EXERCISE OBJECTIVE: From the first line to the last, print the data exactly as written.

──────── INFORMATION

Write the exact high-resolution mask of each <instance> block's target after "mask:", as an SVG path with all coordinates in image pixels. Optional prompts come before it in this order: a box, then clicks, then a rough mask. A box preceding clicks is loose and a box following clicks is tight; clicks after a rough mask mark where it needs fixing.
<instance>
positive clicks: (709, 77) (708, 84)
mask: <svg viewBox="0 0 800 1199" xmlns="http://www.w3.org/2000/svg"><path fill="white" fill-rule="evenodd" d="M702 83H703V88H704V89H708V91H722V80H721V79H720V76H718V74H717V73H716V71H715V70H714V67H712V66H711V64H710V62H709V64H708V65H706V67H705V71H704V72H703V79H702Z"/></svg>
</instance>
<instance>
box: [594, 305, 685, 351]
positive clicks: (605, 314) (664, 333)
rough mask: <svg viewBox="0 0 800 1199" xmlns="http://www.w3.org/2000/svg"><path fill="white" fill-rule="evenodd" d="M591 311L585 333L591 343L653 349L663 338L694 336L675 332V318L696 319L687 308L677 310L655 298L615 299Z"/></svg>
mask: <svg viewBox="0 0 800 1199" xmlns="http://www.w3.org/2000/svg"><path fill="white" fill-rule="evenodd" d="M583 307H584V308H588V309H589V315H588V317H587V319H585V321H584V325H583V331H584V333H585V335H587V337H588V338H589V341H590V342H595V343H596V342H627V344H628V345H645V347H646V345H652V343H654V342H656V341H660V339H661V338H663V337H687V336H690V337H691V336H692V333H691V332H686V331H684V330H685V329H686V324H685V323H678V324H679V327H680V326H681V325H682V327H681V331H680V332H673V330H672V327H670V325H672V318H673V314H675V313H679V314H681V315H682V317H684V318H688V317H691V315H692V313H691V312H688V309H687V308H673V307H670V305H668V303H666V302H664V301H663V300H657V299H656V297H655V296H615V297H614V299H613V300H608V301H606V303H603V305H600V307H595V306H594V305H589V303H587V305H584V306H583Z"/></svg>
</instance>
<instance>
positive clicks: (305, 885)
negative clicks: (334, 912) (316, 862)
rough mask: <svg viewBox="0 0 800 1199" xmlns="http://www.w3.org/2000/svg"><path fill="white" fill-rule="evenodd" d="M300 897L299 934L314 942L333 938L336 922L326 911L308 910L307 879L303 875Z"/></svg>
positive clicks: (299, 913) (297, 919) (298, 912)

────────────────

ANSWER:
Write the exact high-resolution mask of each <instance> block's target after "mask:", as an SVG path with all coordinates in image pixels. Optional prompts come before it in this order: a box, then clicks, then a rough mask. A box preceding clicks is loose and a box following clicks is tight; clicks after a rough mask mark where it needs fixing.
<instance>
positive clicks: (709, 77) (708, 84)
mask: <svg viewBox="0 0 800 1199" xmlns="http://www.w3.org/2000/svg"><path fill="white" fill-rule="evenodd" d="M702 83H703V88H704V89H708V91H722V80H721V79H720V76H718V74H717V73H716V71H715V70H714V67H712V66H711V64H710V62H709V64H708V65H706V67H705V71H704V72H703V79H702Z"/></svg>
</instance>
<instance>
box: [594, 305, 685, 351]
positive clicks: (605, 314) (664, 333)
rough mask: <svg viewBox="0 0 800 1199" xmlns="http://www.w3.org/2000/svg"><path fill="white" fill-rule="evenodd" d="M591 311L585 333L591 343L653 349L663 338L694 336L675 332V318L696 319L687 308L677 310L655 298L615 299Z"/></svg>
mask: <svg viewBox="0 0 800 1199" xmlns="http://www.w3.org/2000/svg"><path fill="white" fill-rule="evenodd" d="M583 307H584V308H588V309H589V315H588V317H587V319H585V321H584V325H583V331H584V333H585V335H587V337H588V338H589V341H590V342H595V343H596V342H627V344H628V345H645V347H646V345H652V343H654V342H656V341H660V339H661V338H663V337H687V336H690V337H691V336H692V333H691V332H686V331H684V330H685V329H686V324H685V323H678V324H679V327H680V326H681V325H682V327H681V331H680V332H673V330H672V327H670V325H672V318H673V314H675V313H679V314H681V315H682V317H684V318H688V317H691V315H692V313H691V312H688V309H687V308H673V307H670V305H668V303H666V302H664V301H663V300H657V299H656V297H655V296H615V297H614V299H613V300H608V301H606V303H603V305H600V307H595V306H594V305H589V303H587V305H584V306H583Z"/></svg>
</instance>
<instance>
positive clicks: (305, 885)
negative clicks: (334, 912) (316, 862)
rough mask: <svg viewBox="0 0 800 1199" xmlns="http://www.w3.org/2000/svg"><path fill="white" fill-rule="evenodd" d="M300 897L299 934L314 942L333 938L336 922L326 911L308 910L307 879L303 875Z"/></svg>
positive clicks: (299, 913) (297, 919) (298, 912)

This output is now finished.